• Problem to solve: Every line of the records that holds the word "clover" should be copied out.

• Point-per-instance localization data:
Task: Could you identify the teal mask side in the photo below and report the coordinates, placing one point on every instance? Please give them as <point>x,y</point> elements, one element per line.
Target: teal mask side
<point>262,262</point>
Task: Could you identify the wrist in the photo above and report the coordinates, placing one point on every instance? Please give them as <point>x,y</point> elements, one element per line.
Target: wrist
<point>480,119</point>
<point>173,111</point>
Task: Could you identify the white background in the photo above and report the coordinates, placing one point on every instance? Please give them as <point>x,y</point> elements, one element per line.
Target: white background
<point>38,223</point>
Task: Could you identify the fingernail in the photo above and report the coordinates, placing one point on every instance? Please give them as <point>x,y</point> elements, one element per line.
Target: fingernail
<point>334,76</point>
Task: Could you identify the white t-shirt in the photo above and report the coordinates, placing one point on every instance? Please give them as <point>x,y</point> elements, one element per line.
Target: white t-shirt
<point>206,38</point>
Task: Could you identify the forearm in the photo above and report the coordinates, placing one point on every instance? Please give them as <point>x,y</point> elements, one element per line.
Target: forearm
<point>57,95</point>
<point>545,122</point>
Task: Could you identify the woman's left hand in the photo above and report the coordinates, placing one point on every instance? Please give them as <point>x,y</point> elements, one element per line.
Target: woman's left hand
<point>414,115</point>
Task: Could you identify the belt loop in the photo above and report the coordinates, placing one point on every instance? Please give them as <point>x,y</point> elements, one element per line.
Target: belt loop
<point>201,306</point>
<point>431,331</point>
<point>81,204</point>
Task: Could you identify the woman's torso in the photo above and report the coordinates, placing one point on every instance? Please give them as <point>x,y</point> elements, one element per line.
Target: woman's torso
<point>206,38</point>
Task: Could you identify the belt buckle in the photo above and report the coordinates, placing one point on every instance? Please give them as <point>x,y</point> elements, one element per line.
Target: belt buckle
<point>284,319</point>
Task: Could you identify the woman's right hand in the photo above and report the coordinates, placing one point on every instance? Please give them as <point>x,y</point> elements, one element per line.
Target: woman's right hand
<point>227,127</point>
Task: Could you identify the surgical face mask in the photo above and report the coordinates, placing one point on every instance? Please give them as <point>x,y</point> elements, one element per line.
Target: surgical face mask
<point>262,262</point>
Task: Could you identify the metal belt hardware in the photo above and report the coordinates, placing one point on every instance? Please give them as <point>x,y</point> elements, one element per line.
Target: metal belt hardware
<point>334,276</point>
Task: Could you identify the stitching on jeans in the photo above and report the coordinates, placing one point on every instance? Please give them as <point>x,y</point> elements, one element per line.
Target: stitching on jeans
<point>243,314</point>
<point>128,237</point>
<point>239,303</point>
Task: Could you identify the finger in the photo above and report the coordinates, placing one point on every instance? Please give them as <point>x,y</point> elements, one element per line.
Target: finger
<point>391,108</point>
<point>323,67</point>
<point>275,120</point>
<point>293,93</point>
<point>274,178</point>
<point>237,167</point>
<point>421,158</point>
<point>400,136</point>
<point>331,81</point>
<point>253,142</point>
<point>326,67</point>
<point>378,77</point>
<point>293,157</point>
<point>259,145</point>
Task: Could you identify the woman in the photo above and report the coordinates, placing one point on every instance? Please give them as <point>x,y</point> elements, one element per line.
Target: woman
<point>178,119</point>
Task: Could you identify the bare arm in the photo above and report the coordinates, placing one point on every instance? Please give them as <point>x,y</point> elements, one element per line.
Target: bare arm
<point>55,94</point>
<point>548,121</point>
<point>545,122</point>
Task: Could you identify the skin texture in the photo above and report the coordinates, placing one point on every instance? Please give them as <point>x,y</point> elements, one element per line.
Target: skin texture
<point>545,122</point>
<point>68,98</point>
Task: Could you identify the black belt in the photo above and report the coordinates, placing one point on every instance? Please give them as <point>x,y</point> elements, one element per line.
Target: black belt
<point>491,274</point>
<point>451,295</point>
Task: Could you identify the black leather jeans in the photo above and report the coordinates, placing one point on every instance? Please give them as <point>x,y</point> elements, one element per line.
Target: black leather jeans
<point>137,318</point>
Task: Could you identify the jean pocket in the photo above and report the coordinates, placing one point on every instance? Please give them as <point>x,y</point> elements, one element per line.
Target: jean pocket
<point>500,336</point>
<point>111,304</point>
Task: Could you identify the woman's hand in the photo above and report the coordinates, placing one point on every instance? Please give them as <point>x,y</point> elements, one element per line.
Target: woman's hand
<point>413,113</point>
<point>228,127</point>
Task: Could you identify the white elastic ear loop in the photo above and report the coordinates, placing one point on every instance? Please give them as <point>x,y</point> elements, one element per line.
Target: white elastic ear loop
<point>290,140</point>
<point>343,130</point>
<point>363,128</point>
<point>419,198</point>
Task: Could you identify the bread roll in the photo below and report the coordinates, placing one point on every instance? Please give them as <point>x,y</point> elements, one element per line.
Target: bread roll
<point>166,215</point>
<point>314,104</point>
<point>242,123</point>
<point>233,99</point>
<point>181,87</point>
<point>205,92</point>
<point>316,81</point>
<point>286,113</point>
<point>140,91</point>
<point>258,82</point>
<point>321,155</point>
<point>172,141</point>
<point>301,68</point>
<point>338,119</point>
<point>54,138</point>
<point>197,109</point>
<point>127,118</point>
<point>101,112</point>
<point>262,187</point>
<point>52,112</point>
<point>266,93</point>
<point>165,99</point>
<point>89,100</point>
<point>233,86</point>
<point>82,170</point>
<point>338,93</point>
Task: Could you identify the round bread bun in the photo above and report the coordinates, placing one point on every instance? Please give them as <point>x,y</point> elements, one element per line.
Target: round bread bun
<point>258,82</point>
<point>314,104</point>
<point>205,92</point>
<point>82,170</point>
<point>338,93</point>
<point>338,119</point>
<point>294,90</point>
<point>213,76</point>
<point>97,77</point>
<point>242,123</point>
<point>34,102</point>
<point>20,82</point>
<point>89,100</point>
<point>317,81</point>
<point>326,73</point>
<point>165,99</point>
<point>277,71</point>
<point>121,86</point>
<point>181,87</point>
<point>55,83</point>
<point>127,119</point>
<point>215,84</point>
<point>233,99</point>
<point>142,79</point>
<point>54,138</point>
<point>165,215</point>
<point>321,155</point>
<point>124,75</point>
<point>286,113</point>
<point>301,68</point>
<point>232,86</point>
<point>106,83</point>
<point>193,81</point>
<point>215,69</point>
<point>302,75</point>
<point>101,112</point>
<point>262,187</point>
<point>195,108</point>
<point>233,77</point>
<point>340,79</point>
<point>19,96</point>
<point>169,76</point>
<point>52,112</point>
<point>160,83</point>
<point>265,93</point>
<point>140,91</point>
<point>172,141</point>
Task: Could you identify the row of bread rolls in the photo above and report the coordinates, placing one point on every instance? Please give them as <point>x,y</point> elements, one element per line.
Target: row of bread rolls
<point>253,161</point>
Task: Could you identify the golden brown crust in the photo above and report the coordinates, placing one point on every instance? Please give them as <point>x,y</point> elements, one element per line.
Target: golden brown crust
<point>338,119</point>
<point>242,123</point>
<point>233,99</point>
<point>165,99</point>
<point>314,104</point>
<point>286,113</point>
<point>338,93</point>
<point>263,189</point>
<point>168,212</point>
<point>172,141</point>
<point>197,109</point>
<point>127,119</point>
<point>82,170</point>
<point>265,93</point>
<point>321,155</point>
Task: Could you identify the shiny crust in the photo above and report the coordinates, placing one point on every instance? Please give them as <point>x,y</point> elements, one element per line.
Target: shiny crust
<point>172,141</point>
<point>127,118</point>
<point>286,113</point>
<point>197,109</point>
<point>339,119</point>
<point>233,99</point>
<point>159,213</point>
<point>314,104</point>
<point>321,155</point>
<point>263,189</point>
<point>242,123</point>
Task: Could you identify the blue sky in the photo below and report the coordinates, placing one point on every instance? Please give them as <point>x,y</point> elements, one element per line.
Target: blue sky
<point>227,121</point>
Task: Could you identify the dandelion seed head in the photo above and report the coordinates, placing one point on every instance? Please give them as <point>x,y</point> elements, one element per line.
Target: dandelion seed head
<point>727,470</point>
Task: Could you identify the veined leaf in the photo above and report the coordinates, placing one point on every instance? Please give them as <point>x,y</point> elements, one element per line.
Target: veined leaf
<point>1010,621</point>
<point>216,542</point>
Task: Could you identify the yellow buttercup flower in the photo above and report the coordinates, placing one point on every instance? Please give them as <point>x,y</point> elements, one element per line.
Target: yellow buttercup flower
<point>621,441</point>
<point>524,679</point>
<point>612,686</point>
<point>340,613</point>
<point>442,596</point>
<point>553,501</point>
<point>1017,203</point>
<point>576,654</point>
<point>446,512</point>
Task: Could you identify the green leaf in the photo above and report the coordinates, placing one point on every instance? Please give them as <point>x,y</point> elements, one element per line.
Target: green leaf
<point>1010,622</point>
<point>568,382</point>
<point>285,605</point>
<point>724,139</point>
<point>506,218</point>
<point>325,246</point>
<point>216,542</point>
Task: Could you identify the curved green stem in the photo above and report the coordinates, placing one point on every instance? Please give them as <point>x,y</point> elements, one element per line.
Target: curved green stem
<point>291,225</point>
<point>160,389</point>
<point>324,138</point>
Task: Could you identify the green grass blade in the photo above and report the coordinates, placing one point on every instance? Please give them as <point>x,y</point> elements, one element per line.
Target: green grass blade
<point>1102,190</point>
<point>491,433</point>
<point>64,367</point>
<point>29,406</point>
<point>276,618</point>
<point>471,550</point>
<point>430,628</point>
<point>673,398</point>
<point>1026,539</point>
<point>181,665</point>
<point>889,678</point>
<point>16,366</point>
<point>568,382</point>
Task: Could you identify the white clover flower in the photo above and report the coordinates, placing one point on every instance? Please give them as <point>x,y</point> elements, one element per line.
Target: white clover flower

• Answer to this exercise:
Task: Could you identify the white clover flower in the photo above and report the coordinates, placing one point on every instance? Please give them as <point>x,y</point> elements, one element per line.
Target: white clover flower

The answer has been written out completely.